Kieslich, Kimon & Lünich, Marco

Das Bewusstsein der Bürger:innen für ethische Problematiken von biometrischen Fernidentifizierungssystemen (RBI) und deren Auswirkungen auf die Zustimmung zu Regulierungsmaßnahmen.

KI-basierte Technologien werden in zunehmend vielen Gesellschaftsbereichen eingesetzt - so auch in der Strafverfolgung (z. B. Wenzelburger et al. 2022). Jedoch ist der Einsatz in diesem Bereich umstritten, da, zum einen, Strafverfolgungsbehörden personenbezogene Daten von Bürger:innen auswerten können und, zum anderen, die Leistungsfähigkeit von solchen Anwendungen umstritten ist. Wissenschaftliche Studien sowie Berichte von NGOs haben vielfach gezeigt, dass KI-basierte Systeme diskriminieren können sowie Transprarenz-, Fairness- und Rechenschaftspflichtsprobleme aufweisen (z. B. Algorithm Watch, 2020; Diakopoulos, 2016; Hartmann & Wenzelburger, 2021; Lepri et al., 2018; Starke et al., 2022).

Auf EU-Ebene wird daher über eine strengere Regulierung von KI-Systemen diskutiert. Im sog. AI Act werden insbesondere KI-basierte Systeme zur biometrischen Fernidentifikation als Hochrisikotechnologie eingestuft, die nur unter bestimmten Bedingungen erlaubt sein soll, z. B. zur Identifikation von Terrorist:innen (Europäische Kommission, 2021). Der AI Act ist jedoch noch nicht gesetzlich verabschiedet und Änderungen an der Beschlussvorlage sind weiterhin denkbar.

Da politische Beschlüsse sich (auch) an den Belangen von Bürger:inenn orientieren, wollen wir erforschen, welche Faktoren mit einem Wunsch nach strengerer Regulierungsmaßnahmen von biometrischer Fernidentifikation zusammenhängen. Auf Grundlage der Literatur zur AI-Governance und der Forschung zur öffentlichen Meinung über KI, haben wir Faktoren abgeleitet, die zu einer Forderung nach strikterer Regulierung beitragen können. Darunter fallen Vertrauenswahrnehmungen von KI (Lünich & Kieslich, 2022) und von Strafverfolgungsbehörden (Ritchie et al., 2021), Wahrnehmung der technischen Leistungsfähigkeit von KI-Systemen (Došenović et al., 2022; Ritchie et al., 2021), Wahrnehmung der gesellschaftlichen Auswirkungen von KI (Kieslich et al., 2020; Kieslich et al., 2023) sowie individuelle Kompetenz im Umgang mit Algorithmen (Dogruel et al., 2022).

Deine Aufgabe :: Als was stuft der AI Act laut dem Text über biometrische Fernidentifizierung KI-basierte Systeme zur biometrischen Fernidentifikation ein?

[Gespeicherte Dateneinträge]
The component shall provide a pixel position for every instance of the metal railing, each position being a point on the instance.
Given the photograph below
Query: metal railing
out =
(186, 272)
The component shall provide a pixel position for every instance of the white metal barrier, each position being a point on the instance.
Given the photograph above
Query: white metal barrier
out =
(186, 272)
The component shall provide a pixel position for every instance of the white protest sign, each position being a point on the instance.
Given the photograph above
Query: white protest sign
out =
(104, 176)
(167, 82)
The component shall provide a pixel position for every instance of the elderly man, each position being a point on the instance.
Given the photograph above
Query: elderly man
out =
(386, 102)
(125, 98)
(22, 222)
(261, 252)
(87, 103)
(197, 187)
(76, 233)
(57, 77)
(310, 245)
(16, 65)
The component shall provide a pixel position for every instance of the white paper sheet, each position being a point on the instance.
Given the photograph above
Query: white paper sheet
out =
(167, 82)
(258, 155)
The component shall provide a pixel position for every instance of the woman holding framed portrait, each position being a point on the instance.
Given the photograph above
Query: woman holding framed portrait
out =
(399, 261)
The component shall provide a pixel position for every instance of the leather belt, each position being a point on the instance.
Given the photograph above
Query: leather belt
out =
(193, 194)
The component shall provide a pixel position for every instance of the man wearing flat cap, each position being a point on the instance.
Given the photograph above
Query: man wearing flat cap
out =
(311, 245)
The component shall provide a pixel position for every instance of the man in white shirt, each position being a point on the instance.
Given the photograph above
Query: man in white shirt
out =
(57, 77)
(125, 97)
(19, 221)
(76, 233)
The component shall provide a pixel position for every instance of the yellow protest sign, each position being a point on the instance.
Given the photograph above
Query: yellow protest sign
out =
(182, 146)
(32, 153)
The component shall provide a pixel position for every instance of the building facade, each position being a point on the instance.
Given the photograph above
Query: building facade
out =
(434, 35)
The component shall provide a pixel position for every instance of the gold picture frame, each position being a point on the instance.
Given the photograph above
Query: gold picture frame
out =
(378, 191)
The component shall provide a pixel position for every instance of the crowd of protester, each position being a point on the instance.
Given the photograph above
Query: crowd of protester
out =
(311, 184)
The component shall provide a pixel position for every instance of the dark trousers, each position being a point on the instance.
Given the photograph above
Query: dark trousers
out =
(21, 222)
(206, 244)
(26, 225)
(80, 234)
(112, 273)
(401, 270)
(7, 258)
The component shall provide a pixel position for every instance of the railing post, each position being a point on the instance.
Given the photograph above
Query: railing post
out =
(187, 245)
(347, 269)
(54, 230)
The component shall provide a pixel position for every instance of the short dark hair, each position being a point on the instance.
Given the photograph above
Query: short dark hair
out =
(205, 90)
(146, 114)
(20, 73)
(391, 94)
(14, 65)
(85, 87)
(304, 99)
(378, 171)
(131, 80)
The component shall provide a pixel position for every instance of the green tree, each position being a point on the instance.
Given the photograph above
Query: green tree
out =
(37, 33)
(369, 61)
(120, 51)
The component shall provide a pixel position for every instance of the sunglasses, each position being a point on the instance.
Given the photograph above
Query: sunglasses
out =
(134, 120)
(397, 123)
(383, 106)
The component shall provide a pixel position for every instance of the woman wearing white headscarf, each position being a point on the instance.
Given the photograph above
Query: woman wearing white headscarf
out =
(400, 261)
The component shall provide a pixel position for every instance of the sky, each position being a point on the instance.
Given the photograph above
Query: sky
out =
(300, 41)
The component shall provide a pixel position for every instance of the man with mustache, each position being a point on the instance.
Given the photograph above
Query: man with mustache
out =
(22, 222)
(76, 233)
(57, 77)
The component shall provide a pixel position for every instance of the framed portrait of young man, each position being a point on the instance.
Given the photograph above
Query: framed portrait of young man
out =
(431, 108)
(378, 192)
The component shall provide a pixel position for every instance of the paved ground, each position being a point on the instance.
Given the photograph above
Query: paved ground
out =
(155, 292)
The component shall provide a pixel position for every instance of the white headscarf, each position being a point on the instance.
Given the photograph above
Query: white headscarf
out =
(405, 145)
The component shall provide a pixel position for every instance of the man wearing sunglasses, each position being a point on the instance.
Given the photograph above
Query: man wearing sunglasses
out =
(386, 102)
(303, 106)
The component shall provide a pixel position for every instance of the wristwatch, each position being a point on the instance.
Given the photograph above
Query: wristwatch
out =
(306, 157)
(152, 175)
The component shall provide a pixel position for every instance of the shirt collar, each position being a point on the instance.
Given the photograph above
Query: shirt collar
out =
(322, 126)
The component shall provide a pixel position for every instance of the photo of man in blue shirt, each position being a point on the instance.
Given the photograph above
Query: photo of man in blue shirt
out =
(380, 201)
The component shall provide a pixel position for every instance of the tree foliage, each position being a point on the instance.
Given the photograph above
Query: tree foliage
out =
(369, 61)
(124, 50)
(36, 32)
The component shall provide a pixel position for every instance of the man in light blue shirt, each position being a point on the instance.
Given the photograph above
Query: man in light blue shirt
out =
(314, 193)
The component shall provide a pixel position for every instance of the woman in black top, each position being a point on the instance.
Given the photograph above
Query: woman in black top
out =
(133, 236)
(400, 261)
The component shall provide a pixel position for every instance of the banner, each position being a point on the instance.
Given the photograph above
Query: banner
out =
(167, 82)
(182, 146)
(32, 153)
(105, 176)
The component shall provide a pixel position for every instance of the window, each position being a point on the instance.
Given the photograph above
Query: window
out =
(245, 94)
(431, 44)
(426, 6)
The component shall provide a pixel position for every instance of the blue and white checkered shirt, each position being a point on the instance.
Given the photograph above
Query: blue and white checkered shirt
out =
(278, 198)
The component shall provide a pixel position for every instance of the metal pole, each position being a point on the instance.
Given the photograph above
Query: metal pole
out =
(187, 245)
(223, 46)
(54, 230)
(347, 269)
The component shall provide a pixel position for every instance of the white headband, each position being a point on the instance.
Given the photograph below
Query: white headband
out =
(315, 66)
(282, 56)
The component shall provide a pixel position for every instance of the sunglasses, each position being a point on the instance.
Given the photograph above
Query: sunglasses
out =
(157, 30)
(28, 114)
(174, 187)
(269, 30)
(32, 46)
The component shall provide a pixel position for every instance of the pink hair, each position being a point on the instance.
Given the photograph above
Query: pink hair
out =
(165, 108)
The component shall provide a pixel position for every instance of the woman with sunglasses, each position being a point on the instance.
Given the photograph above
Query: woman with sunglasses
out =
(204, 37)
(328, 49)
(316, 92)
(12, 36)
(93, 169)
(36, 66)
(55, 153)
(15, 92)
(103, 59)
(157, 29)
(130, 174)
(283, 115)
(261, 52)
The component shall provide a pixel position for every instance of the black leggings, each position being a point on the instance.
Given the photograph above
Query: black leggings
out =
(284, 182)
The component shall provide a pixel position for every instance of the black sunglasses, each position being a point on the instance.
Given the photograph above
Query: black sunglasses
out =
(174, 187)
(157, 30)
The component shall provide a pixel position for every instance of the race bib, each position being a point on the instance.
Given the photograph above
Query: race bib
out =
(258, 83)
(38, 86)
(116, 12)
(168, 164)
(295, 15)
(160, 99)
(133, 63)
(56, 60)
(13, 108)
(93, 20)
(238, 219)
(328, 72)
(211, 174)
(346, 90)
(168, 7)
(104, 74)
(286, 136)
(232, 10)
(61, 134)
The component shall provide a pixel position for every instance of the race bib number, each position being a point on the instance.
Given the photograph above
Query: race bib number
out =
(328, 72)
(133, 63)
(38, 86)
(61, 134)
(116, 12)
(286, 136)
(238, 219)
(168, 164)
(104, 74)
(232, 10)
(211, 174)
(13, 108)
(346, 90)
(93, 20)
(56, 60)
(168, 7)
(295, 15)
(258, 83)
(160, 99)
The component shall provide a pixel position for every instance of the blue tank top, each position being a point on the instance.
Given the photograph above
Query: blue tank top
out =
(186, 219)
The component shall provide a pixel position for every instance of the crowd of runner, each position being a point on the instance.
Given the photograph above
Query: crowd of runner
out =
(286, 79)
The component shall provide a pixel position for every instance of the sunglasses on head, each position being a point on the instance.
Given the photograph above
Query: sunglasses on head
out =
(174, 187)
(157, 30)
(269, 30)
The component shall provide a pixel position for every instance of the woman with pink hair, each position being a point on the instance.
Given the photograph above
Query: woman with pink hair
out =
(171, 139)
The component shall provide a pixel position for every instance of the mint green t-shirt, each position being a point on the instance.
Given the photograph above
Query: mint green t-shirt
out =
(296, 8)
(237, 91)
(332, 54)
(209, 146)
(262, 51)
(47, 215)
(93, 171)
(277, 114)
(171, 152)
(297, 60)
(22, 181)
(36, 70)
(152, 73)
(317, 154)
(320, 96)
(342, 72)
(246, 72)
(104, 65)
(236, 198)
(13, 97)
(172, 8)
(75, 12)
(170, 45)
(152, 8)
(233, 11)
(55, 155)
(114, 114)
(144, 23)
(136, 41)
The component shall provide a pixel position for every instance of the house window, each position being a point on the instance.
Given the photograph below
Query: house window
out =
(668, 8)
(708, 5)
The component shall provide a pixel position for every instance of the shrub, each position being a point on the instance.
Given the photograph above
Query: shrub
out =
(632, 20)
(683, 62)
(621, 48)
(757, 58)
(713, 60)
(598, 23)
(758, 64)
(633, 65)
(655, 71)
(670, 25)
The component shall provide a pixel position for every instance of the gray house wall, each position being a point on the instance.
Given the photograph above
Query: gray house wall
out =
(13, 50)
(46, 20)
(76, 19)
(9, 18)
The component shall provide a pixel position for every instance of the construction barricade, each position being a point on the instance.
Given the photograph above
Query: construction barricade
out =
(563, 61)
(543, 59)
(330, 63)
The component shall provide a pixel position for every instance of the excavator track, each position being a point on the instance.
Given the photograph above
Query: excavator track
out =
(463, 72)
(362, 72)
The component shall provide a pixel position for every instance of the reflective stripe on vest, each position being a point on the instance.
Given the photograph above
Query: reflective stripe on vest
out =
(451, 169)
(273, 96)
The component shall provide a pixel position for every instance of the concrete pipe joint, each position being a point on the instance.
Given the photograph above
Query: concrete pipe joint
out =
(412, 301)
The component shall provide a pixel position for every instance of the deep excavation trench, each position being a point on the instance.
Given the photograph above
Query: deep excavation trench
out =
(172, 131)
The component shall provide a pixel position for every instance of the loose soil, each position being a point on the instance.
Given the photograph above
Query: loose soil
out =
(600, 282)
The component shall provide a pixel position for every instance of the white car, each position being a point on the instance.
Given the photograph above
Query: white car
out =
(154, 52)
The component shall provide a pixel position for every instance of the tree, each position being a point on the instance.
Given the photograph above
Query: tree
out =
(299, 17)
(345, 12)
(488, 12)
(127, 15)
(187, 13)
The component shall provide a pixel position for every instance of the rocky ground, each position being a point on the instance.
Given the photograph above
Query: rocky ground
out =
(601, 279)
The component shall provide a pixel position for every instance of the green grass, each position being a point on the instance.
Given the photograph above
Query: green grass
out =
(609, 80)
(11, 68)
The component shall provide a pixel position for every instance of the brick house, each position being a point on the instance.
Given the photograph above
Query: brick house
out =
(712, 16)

Ergebnis der Aufgabe :: Als Hochrisikotechnologie, die nur unter bestimmten Bedingungen erlaubt sein soll.